● **Apply what you read**:
1. Duplicate the stretch of the wine blog archive from "Two companies have" through "the URL grapestories.com.".
2. Pick up the wine blog archive after its last sentence and continue it.

● **Study text**:
Archive for March, 2010

Better know a wine law: Maryland!

Maryland, the home of the Fightin’ Terps, threatens to turn its wine lovers into perps: The laws governing these five and a half million residents make it a felony to order wine online and have it shipped to their homes. To purchase wines, consumers residing Annapolis, Baltimore or along the Chesapeake must buy from a local store; comparison shopping through retailers on the internet or ordering directly from a winery is illegal. (Small wonder neighboring DC is the thirstiest non-state in the nation.)

Maryland is also home to 38 wineries today. Seeking to jump-start the domestic wine industry after Prohibition, the US Department of Agriculture turned to this mid-Atlantic state, opening an experimental winery in Beltsville, Maryland. Even though it was not long-lived, today’s wineries follow the early trail blazed by the Feds. The only problem: they cannot ship their wines to consumers in-state or out-of-state. In a recent survey (pdf), all but one winery respondents found this to negatively affect their business.

The keys to reforming the laws that have kept Marylanders locked out of the wine cellar for several decades may be within reach. Although the legislation has been introduced every year since 1981, Adam Borden, executive director of Marylanders for Better Beer and Wine Laws, says that this year it has majority support in both houses.

But the legislative path is not without roadblocks. Who has screwcaps big enough to stand in the path of this legislation? Senator Joan Carter Conway, chair of the Health and Education committee, threatened to stifle the bill in committee despite six of nine members being co-sponsors. But today, a committee in the House will hear testimony on the issue.

Robert Parker, Maryland’s best-known wine consumer, will not be testifying today since he is traveling, according to Borden.

Marylanders for Better Wine and Beer Laws and their page On Facebook
House Bill (80/141)
Senate Bill (26/47)

Wine trial vials, Chile, Grape Stories, class action – sipped and spit

SPIT: volume (how vial!)
Two companies have developed oxygen-free, trial-sized bottles, 50ml in size (1/15th of a normal bottle). The goal is to send samples more easily from wineries to consumers. But don’t try to share this bottle over candlelight with your romantic partner unless you want the evening to end before it starts. Perhaps the best use would be a 100ml size since that is the maximum liquid allowable on planes. Ziploc, anyone? [AP; Wines & Vines]

SIPPED: a new look
Eric LeVine, who won the voting here to become the wine person of the decade, has rolled out a gorgeous, comprehensive redesign with new functionality of cellartracker and on the URL grapestories.com.

SIPPED: Recovery
Chile’s wine industry is digging from the massive earthquake. According to an official statement from Wines of Chile the total damage 125mln liters, 12% of last year’s harvest, and valued at $250 million. They state that the industry’s exports “will return to normal within a very short period of time and without major difficulties.”

● **Dataset entries**:
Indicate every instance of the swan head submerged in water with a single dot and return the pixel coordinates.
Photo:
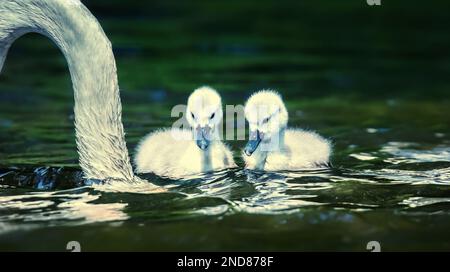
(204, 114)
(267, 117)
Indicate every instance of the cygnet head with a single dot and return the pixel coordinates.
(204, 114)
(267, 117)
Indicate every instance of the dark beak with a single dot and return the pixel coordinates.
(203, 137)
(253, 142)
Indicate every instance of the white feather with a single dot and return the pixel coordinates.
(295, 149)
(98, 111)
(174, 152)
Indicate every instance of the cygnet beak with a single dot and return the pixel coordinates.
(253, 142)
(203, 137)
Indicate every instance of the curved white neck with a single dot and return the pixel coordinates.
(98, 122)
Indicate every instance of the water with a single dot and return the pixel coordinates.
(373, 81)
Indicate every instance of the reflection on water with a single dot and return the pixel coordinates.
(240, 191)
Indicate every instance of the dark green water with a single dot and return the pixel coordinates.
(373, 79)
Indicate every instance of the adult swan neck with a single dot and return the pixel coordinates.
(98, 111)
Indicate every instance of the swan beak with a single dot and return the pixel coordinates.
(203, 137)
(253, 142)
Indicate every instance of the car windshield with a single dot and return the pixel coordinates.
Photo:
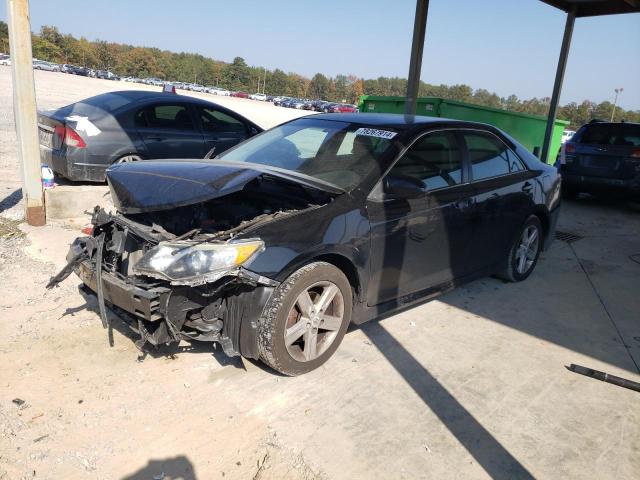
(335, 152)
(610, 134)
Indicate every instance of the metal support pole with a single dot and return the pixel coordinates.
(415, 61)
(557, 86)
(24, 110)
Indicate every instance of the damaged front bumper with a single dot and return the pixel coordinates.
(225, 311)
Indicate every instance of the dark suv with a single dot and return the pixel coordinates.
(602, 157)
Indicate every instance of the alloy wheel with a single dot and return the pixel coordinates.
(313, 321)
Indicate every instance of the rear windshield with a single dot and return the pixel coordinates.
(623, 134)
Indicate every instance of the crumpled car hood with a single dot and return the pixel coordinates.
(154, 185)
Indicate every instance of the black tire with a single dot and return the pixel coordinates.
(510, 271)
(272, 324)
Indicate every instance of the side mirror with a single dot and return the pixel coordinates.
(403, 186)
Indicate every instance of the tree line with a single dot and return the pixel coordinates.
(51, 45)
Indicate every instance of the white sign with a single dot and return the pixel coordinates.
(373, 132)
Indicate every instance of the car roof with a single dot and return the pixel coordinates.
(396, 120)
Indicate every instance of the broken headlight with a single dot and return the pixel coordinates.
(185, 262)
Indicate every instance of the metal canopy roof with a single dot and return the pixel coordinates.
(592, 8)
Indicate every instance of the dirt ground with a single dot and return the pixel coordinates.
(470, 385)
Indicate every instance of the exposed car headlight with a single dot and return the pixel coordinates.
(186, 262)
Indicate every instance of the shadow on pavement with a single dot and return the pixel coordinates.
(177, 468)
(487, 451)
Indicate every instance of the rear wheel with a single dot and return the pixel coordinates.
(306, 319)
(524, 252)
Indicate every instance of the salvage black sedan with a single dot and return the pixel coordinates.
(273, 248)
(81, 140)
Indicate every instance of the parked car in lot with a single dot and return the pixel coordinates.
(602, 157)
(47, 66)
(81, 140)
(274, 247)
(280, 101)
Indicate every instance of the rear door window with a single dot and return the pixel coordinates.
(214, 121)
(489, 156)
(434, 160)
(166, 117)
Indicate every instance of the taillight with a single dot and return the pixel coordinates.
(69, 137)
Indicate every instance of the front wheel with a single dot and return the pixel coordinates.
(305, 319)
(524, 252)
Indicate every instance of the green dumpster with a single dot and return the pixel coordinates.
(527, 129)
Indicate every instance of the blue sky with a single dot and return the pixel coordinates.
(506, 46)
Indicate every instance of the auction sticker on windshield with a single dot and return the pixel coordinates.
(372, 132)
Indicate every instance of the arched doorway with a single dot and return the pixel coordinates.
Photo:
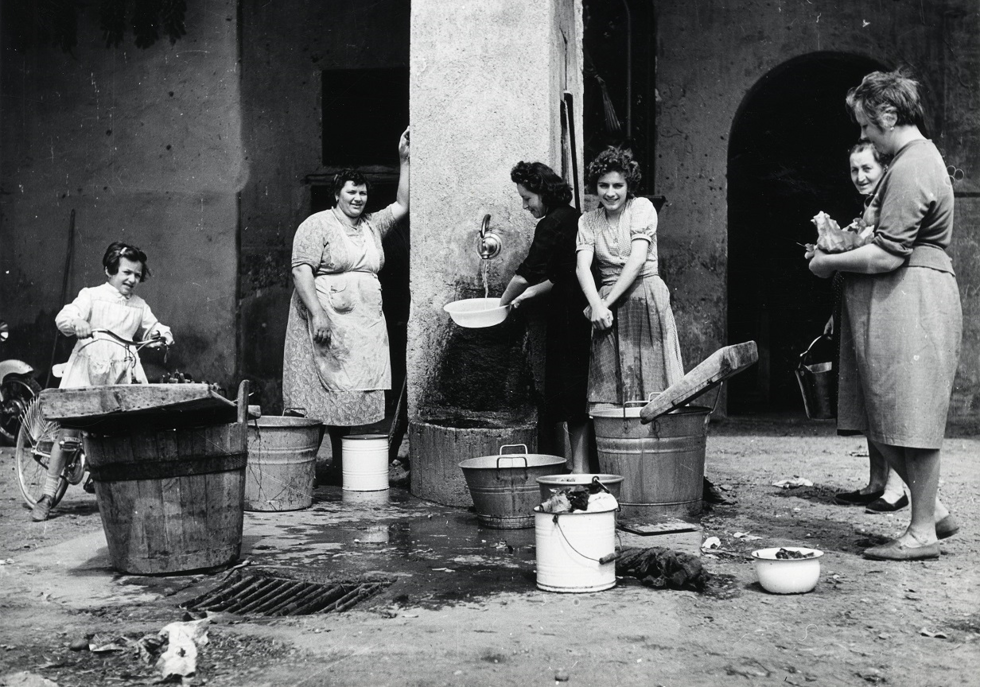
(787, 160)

● **Expected responses**:
1.
Two companies have developed oxygen-free, trial-sized bottles, 50ml in size (1/15th of a normal bottle). The goal is to send samples more easily from wineries to consumers. But don’t try to share this bottle over candlelight with your romantic partner unless you want the evening to end before it starts. Perhaps the best use would be a 100ml size since that is the maximum liquid allowable on planes. Ziploc, anyone? [AP; Wines & Vines]

SIPPED: a new look
Eric LeVine, who won the voting here to become the wine person of the decade, has rolled out a gorgeous, comprehensive redesign with new functionality of cellartracker and on the URL grapestories.com.

2.
SIPPED: the ride continues
Consumers have filed a class-action lawsuit in California against E&J Gallo over the faux pinot, Red Bicyclette. [PRweb.com]

Is there an eco-certification premium but an eco-label discount?


Why don’t green-minded vintners and vignerons always display their eco-friendly methods on the label?

I’ve often asked why and replies generally come in the form of the producer’s desire to have the wine liked for the quality as opposed to the methodology per se. Or, where organic in spirit, a common reply has been a dislike for administrative costs of filing and/or wanting to maintain the flexibility to spray if necessary.

An academic paper presents findings that may not lead to more eco-labeling: Certifying a winery as organic or Biodynamic will raise the price of wine 13 percent but putting that on the label will see the price fall by 20 percent.

Magali Delmas and Laura Grant, of UCLA and UCSB respectively, examined 13,400 California wines from an eight-year period ending in 2005 to reach their conclusions, which will appear in a forthcoming issue of the journal Business & Society. It’s certainly possible to quibble with their data: only 28 of the all-California wineries were certified and only 16 of the wines in the data set received the eco-labeling. The wines were expensive (about $37 a bottle) and the quality bump, as measured by WS scores, was slight (less than one point) as well as low, scoring less than 84.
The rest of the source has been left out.